PROBLEMS TO WORK ON:
1: Say whether each statement below agrees with the forum thread about passengers on Prime Now routes, answering yes or no and quoting the deciding words of the thread: (a) Alex831 has two Prime Now blocks scheduled for this week; (b) Alex831 found clear information that passengers are allowed; (c) FlexDriver suggests leaving the husband at a gas station or somewhere nearby for the first pickup.
2: Reproduce word for word the part of the forum thread about passengers on Prime Now routes that opens with the words containing "## FlexDriver" and closes with "at your WH.".
3: Carry on the forum thread about passengers on Prime Now routes from the point where it stops.

EXCERPTED PASSAGE:
☆ ☆ ☆ ☆ ☆
# Passengers allowed for Prime Now?



## Alex831

Just signed up on Wednesday and got scheduled 2 Prime Now blocks for this week. Excited and also nervous.

Quick question - are you allowed to bring a passenger on your routes? One of my blocks is this Sunday and my husband wants to go with me to check it out / help with parking (stay in car if double parked or drop me off and drive around block while I pick up orders). Has anyone brought a passenger? I've searched and searched but couldn't find any info if this is allowed or not.

Thanks


----------



## FlexDriver

Alex831 said:


> Just signed up on Wednesday and got scheduled 2 Prime Now blocks for this week. Excited and also nervous.
> 
> Quick question - are you allowed to bring a passenger on your routes? One of my blocks is this Sunday and my husband wants to go with me to check it out / help with parking (stay in car if double parked or drop me off and drive around block while I pick up orders). Has anyone brought a passenger? I've searched and searched but couldn't find any info if this is allowed or not.
> 
> Thanks


Some of the WH personnel are cranky about having PAX while pickup, leave your hubby at a Gas station or somewhere nearby at your first pickup, after picking up stuff from WH pick him up for deliveries. After that you will learn how things works at your WH.
☆ ☆ ☆ ☆ ☆
GIVEN DATA:
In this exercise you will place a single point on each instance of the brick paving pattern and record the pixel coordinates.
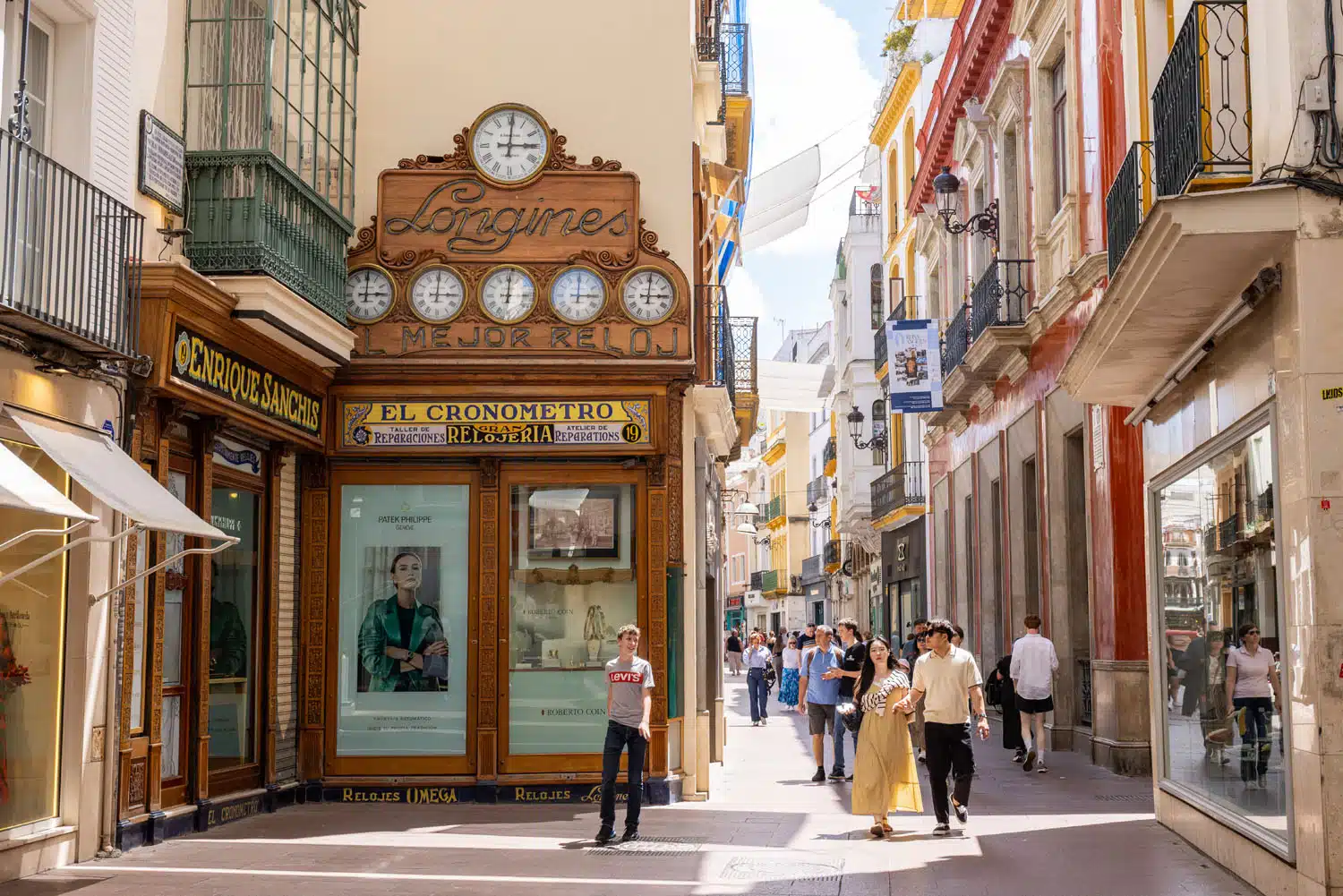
☆ ☆ ☆ ☆ ☆
RESULTS FOR EACH TASK:
1:
(a) Yes: "got scheduled 2 Prime Now blocks for this week"
(b) No: "I've searched and searched but couldn't find any info if this is allowed or not."
(c) Yes: "leave your hubby at a Gas station or somewhere nearby at your first pickup"

2:
## FlexDriver

Alex831 said:


> Just signed up on Wednesday and got scheduled 2 Prime Now blocks for this week. Excited and also nervous.
> 
> Quick question - are you allowed to bring a passenger on your routes? One of my blocks is this Sunday and my husband wants to go with me to check it out / help with parking (stay in car if double parked or drop me off and drive around block while I pick up orders). Has anyone brought a passenger? I've searched and searched but couldn't find any info if this is allowed or not.
> 
> Thanks


Some of the WH personnel are cranky about having PAX while pickup, leave your hubby at a Gas station or somewhere nearby at your first pickup, after picking up stuff from WH pick him up for deliveries. After that you will learn how things works at your WH.

3:
GL and WC


----------



## Uber48208

Alex831 said:


> Just signed up on Wednesday and got scheduled 2 Prime Now blocks for this week. Excited and also nervous.
> 
> Quick question - are you allowed to bring a passenger on your routes? One of my blocks is this Sunday and my husband wants to go with me to check it out / help with parking (stay in car if double parked or drop me off and drive around block while I pick up orders). Has anyone brought a passenger? I've searched and searched but couldn't find any info if this is allowed or not.
> 
> Thanks


Not allowed - pretty sure it's in the on-boarding videos... likely primarily due to insurance issues (among others)


----------



## Shangsta

You can always pick him up on your route but there isnt a single warehouse that lets you bring passengers inside for security reasons.

For my onboarding Amazon forebid having a passenger in the car but others have pointed out they have no way of enforcing it and some people do it.

As Uber said, it may void your insurance so be careful.

There are some other girls on here who deliver, would you ladies say you havent had to really fear for your safety?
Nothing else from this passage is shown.